# [PASSAGE FOR REVIEW]
When benchmarking the case-study against the national wide supermarket system, the former may be more resilient than the latter as it is in a better position to handle infrastructure failures. Due to the higher degree of autonomy and fewer actors involved, the case system would be able to work around many events, which could bring the supermarket-based system to a halt. For instance, a loss of money supply could be handled by delaying payments until the system recovers. Loss of fuel would be difficult to overcome, but produce could still be collected on bike or by public transport.
However, from the consumer’s point of view, the risks have a different nature. Consumers in the case system are vulnerable to a poor or failed harvest (e.g., caused by flooding, unusual weather conditions or pests). The supermarket supply system would be unaffected by a failed harvest at a single farm because of the large number of producers feeding into the system. However, the crop diversity of the case-study minimizes the risk of a complete harvest failure.

# [SUPPLIED RECORDS]
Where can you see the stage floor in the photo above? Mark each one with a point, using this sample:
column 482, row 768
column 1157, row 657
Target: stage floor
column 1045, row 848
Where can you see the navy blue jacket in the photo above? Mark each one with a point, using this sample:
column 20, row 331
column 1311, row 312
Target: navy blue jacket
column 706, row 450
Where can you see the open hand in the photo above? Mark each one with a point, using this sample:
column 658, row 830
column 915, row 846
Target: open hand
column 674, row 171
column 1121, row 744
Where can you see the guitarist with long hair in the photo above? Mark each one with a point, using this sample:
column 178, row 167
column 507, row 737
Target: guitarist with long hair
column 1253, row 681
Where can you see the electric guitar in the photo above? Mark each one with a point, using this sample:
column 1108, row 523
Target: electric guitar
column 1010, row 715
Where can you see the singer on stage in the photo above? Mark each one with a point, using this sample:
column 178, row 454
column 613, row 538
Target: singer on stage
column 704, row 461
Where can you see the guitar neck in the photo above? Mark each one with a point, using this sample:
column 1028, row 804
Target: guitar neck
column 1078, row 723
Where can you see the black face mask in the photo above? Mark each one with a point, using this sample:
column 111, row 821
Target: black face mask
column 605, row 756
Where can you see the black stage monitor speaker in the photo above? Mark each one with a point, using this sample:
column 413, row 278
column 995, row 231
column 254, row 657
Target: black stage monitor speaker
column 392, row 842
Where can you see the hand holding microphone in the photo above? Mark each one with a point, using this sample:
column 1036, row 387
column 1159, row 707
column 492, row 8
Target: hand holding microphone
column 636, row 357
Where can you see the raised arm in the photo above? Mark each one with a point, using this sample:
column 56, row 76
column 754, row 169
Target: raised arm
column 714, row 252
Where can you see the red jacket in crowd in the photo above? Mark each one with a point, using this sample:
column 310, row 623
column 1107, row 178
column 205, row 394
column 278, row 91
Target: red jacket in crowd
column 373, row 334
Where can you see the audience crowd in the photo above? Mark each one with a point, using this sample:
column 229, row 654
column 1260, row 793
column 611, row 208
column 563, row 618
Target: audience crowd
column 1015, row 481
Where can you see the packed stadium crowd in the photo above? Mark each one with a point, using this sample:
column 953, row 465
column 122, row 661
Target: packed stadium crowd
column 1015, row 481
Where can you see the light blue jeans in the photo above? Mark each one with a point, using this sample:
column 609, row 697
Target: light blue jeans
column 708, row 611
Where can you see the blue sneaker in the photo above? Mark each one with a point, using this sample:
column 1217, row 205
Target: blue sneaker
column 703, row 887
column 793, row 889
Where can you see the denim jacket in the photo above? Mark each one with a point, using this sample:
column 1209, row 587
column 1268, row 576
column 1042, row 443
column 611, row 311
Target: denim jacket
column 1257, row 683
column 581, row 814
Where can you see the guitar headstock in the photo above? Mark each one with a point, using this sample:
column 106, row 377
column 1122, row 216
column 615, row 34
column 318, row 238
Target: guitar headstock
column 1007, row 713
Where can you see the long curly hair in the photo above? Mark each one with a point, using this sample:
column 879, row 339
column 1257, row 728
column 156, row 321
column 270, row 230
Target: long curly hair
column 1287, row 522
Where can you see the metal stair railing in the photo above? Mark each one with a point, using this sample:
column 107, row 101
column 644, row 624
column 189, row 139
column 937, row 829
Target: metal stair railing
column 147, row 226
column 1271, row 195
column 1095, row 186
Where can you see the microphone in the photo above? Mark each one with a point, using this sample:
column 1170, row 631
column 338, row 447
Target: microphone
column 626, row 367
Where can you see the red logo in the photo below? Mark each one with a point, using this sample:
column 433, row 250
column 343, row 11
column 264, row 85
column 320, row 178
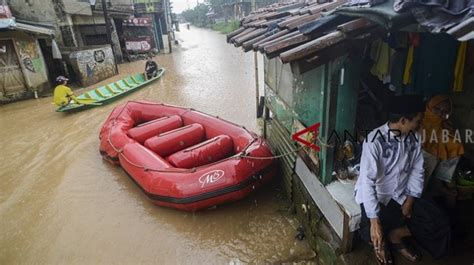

# [WHAT TO PRODUCE]
Rewrite the food-system resilience passage from "However, from the" up to and including "complete harvest failure.", swapping "pests" for "plant diseases".

# [RESPONSE AREA]
However, from the consumer’s point of view, the risks have a different nature. Consumers in the case system are vulnerable to a poor or failed harvest (e.g., caused by flooding, unusual weather conditions or plant diseases). The supermarket supply system would be unaffected by a failed harvest at a single farm because of the large number of producers feeding into the system. However, the crop diversity of the case-study minimizes the risk of a complete harvest failure.